将下方清单中的文字逐字照录一遍，图片不要写进答案。

════════════════

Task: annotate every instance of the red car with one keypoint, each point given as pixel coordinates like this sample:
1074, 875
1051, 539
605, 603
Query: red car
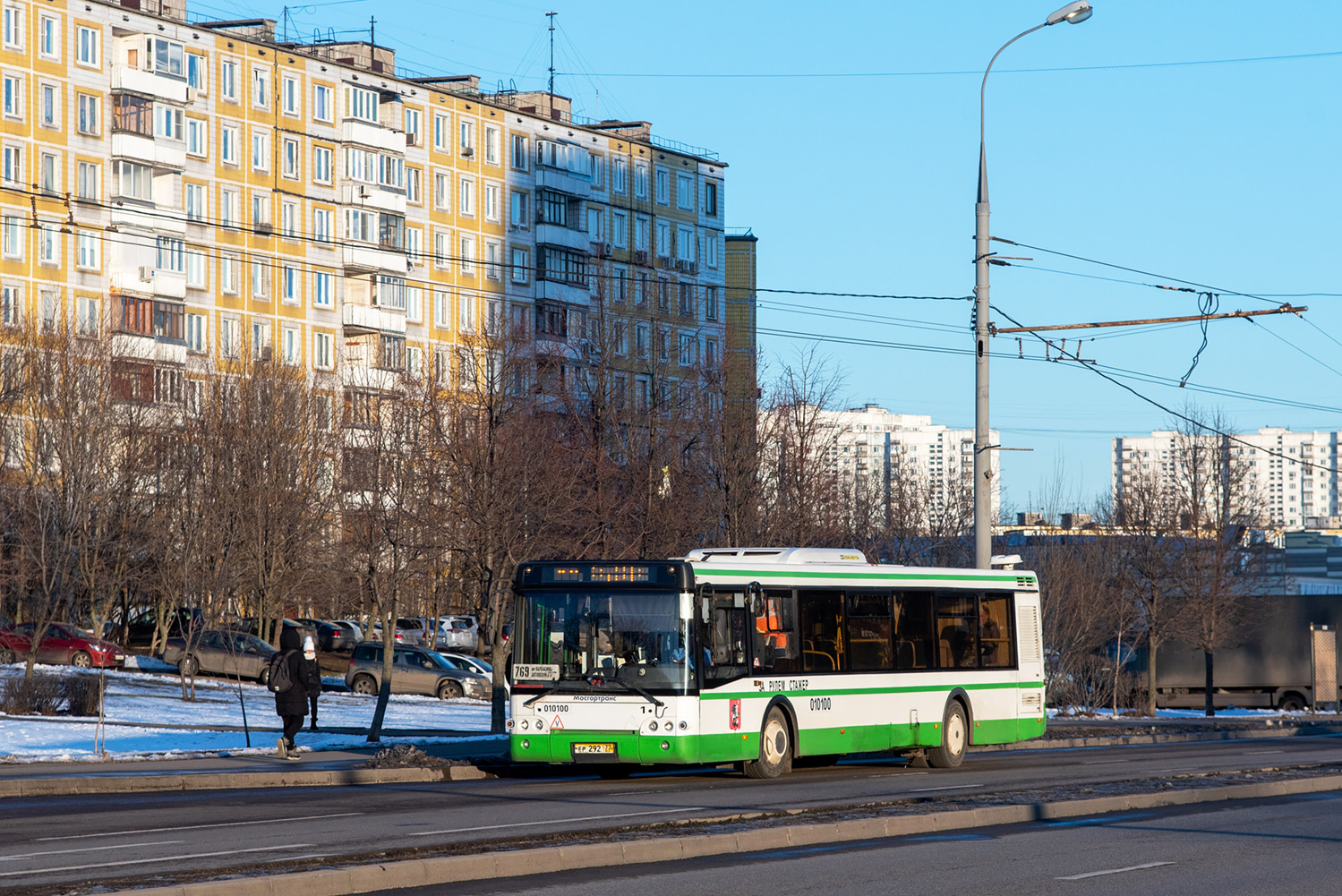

════════════════

*任务结果:*
Task: annotate every instance of the red car with one keypoint, each point given as pixel coordinates like this sample:
1074, 875
1051, 539
605, 603
Query: red car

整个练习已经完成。